* [依頼内容 A]:
ページ本文で、デカいのを釣るコツを聞かれたS水の店員さんが最初に返した言葉は何か。

------ ページ本文 ------

2018年10月8日月曜日

僕の前に道はある僕はわきに道をそれる


 昔シーバス釣りでなかなか大きいのが釣れなくて、メーターオ-バーを釣っているS水の店員さんに、なんとはなしに「デカいの釣るコツってあるんですか」と聞いたところ、店員さん曰く「永く釣ってるとある時突然釣れます。」とのことで、続けて「僕はあえて師匠についたり人に教えてもらったりしなかったんですよ。人に教えてもらってると結局その人の釣りの範疇を超えられないと思うんですよ。」ともいっていて当時のナマジ青年はいたく感銘を受けて、効率的ではなく、手間暇もかかるだろうし、目的の場所まで行けないかも知れないけれど、自分も独自路線を貫こうと心に決めたモノである。
 当時、周りの手練れのフライマンにコテンパンにやり込められていて、彼らの後ろについておこぼれ頂戴していれば食いっぱぐれはないだろうけど、彼らを越えていくことなどできるわけはないと薄々感じてしまっていて、それでも釣れれば楽しいジャンと割り切らない程度の意地があったのだと思うけど、そこそこ釣ってたフライでのシーバス釣りを放棄してルアーに軸足を移し始めた時期でもあった。
 人の真似しても上手に真似できないという技術的な問題もぶっちゃけあった。

------

* [依頼内容 B]:
レコードのうち、「uniform」という文字列を含む行をすべて抜き出す。

------ 表示レコード ------

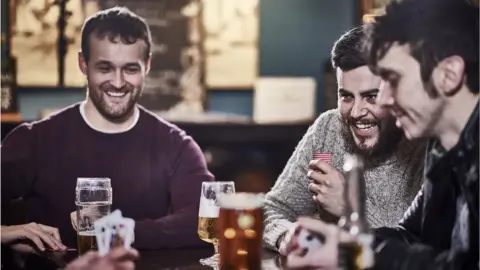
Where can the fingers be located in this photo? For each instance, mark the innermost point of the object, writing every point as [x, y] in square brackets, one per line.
[35, 239]
[318, 226]
[322, 166]
[122, 254]
[286, 244]
[319, 178]
[73, 220]
[317, 189]
[297, 259]
[128, 265]
[84, 261]
[45, 236]
[53, 231]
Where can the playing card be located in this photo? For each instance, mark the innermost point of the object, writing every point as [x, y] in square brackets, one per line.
[307, 240]
[126, 231]
[102, 235]
[114, 224]
[327, 157]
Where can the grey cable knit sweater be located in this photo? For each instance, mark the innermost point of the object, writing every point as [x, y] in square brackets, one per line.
[391, 183]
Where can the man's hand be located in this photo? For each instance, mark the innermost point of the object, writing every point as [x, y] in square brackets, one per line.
[38, 234]
[327, 186]
[116, 259]
[326, 257]
[73, 220]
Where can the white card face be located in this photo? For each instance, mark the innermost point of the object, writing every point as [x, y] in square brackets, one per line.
[126, 231]
[103, 235]
[307, 239]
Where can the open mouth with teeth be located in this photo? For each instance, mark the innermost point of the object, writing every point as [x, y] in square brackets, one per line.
[364, 129]
[116, 94]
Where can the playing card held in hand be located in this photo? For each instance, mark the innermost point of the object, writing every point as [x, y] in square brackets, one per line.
[114, 230]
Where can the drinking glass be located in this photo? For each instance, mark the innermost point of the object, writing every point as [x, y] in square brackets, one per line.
[208, 215]
[240, 230]
[93, 198]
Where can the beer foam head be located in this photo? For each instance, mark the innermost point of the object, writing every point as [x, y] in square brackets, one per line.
[241, 200]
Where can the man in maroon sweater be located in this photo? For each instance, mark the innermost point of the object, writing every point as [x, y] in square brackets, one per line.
[155, 168]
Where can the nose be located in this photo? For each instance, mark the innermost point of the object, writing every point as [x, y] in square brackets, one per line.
[118, 81]
[385, 97]
[358, 110]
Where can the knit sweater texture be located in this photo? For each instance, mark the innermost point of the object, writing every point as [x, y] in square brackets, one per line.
[391, 182]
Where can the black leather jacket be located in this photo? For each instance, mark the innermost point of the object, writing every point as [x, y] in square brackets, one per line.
[425, 238]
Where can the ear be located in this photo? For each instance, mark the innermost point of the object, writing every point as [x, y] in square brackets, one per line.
[449, 75]
[82, 63]
[147, 63]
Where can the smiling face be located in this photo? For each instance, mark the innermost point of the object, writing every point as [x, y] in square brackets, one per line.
[116, 76]
[369, 125]
[406, 95]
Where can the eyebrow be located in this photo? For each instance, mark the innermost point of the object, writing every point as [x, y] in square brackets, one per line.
[387, 72]
[362, 93]
[105, 62]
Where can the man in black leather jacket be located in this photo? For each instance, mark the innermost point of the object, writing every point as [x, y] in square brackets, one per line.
[427, 53]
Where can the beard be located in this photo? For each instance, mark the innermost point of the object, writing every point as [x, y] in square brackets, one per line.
[388, 138]
[118, 112]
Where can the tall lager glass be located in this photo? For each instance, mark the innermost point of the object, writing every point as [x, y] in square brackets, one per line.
[93, 198]
[208, 215]
[240, 230]
[358, 253]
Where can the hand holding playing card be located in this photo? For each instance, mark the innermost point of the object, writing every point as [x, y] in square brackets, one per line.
[114, 231]
[117, 259]
[327, 186]
[324, 257]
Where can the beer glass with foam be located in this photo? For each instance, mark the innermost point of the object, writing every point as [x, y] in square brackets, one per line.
[93, 198]
[240, 231]
[208, 215]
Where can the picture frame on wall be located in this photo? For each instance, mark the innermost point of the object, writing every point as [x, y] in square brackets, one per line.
[34, 40]
[372, 8]
[231, 35]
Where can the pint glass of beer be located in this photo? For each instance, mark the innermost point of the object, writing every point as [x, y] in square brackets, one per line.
[93, 197]
[240, 231]
[208, 215]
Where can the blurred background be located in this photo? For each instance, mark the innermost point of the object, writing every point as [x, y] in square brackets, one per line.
[245, 78]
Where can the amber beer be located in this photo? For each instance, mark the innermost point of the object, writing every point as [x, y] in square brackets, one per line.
[93, 199]
[357, 253]
[206, 229]
[240, 231]
[85, 242]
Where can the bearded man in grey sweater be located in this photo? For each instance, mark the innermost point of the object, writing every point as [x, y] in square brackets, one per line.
[394, 165]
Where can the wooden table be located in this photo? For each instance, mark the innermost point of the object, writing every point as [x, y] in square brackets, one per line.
[149, 260]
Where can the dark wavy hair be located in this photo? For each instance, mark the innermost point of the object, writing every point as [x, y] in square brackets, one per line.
[434, 30]
[347, 52]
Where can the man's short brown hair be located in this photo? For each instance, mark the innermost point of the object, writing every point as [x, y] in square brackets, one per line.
[116, 23]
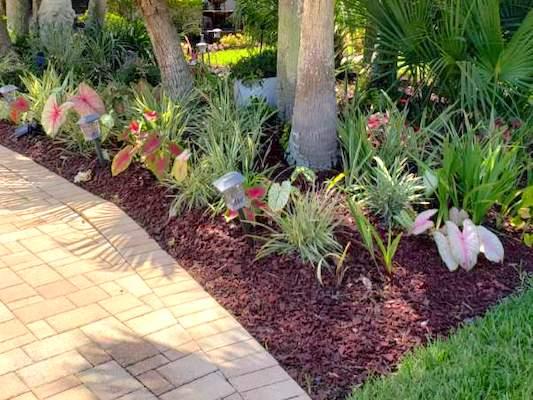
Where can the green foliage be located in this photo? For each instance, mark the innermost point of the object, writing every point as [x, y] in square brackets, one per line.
[476, 172]
[305, 228]
[490, 357]
[459, 48]
[235, 41]
[372, 241]
[174, 117]
[224, 138]
[257, 66]
[259, 18]
[389, 192]
[39, 89]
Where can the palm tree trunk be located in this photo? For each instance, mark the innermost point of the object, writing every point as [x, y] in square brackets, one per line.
[5, 43]
[290, 13]
[313, 141]
[175, 73]
[18, 17]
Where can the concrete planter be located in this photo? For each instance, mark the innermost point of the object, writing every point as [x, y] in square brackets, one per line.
[265, 88]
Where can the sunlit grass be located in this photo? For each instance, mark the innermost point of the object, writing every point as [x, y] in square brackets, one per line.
[491, 359]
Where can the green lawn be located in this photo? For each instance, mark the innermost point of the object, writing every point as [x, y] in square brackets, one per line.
[491, 359]
[231, 56]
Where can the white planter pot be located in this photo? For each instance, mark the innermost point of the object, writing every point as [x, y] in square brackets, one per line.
[265, 88]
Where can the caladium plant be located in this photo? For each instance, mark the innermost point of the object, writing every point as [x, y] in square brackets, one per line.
[86, 101]
[460, 248]
[156, 152]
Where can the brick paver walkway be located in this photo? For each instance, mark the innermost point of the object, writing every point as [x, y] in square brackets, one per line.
[92, 309]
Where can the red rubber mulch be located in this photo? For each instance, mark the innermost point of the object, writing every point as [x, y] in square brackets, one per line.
[329, 340]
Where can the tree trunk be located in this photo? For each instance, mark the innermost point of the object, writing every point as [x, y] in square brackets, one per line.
[175, 73]
[56, 15]
[5, 43]
[290, 13]
[313, 141]
[18, 17]
[35, 14]
[97, 11]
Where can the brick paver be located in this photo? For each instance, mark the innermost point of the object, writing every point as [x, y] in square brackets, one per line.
[91, 308]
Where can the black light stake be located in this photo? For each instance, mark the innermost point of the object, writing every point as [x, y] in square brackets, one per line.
[231, 187]
[90, 126]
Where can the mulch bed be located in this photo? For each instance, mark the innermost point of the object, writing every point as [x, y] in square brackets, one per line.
[328, 339]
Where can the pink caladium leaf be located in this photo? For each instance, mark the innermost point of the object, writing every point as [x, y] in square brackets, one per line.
[151, 144]
[230, 215]
[464, 245]
[256, 192]
[174, 149]
[491, 246]
[423, 222]
[54, 115]
[445, 251]
[122, 160]
[87, 101]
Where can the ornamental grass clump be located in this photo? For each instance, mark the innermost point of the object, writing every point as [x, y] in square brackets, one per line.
[306, 227]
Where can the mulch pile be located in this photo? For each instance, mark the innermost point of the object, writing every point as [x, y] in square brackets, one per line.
[328, 339]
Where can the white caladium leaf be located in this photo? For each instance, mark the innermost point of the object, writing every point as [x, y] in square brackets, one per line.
[464, 245]
[458, 216]
[491, 246]
[423, 222]
[443, 245]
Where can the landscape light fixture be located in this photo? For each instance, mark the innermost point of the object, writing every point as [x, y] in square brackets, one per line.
[232, 189]
[90, 126]
[9, 93]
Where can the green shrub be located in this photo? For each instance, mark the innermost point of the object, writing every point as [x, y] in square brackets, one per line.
[305, 228]
[390, 191]
[477, 172]
[257, 66]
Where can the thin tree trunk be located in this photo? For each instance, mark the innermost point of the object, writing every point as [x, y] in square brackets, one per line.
[313, 141]
[175, 73]
[290, 13]
[18, 17]
[97, 11]
[5, 43]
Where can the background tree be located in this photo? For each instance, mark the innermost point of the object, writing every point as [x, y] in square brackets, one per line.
[313, 141]
[5, 43]
[175, 74]
[18, 17]
[290, 12]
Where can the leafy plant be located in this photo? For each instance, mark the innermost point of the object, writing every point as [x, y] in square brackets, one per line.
[390, 192]
[461, 48]
[372, 239]
[255, 67]
[306, 227]
[523, 215]
[460, 248]
[476, 173]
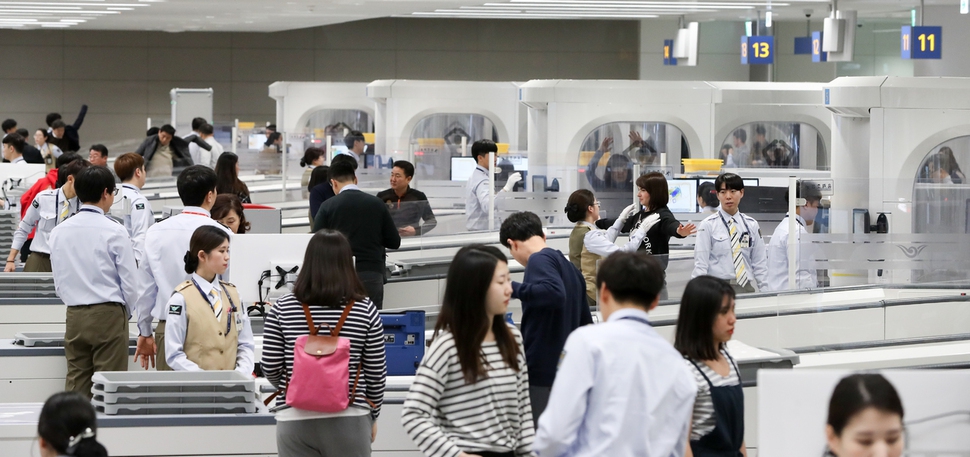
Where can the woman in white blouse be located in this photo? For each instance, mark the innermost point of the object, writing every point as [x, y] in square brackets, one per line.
[704, 326]
[470, 396]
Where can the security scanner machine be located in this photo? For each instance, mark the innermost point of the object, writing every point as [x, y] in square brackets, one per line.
[897, 148]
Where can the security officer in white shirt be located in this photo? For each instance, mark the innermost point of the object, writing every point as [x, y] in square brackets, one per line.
[729, 244]
[133, 209]
[622, 390]
[807, 200]
[49, 208]
[163, 266]
[96, 277]
[477, 201]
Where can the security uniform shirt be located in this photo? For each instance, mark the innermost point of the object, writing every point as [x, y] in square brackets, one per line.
[407, 211]
[164, 264]
[712, 251]
[621, 391]
[477, 201]
[805, 275]
[195, 339]
[93, 261]
[136, 213]
[49, 208]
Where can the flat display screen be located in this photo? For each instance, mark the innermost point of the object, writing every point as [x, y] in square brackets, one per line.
[683, 195]
[462, 168]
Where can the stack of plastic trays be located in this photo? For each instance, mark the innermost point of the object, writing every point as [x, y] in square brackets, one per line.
[173, 392]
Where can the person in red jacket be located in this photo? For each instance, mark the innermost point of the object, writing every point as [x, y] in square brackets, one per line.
[49, 181]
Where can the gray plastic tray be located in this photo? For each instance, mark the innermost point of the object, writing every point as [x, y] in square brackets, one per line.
[51, 339]
[133, 398]
[172, 381]
[174, 408]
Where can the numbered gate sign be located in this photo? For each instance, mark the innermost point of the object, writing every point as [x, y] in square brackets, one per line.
[922, 42]
[757, 50]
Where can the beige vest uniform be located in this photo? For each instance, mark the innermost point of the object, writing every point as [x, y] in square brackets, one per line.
[206, 343]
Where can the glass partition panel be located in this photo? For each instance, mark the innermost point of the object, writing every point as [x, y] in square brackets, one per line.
[775, 145]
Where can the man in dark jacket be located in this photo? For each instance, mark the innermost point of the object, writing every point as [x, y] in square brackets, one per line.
[163, 151]
[65, 136]
[365, 221]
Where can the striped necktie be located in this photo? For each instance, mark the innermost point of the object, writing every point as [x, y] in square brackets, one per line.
[740, 269]
[216, 303]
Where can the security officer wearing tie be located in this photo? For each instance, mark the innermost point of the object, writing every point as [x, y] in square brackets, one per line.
[163, 266]
[729, 244]
[96, 277]
[477, 201]
[622, 390]
[207, 326]
[133, 208]
[807, 198]
[49, 208]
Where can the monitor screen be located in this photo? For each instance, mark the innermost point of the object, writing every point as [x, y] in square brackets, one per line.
[462, 168]
[683, 195]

------

* [実行結果 A]:
「永く釣ってるとある時突然釣れます。」

* [実行結果 B]:
Where can the security uniform shirt be located in this photo? For each instance, mark the innermost point of the object, writing every point as [x, y] in square brackets, one per line.
Where can the beige vest uniform be located in this photo? For each instance, mark the innermost point of the object, writing every point as [x, y] in square brackets, one per line.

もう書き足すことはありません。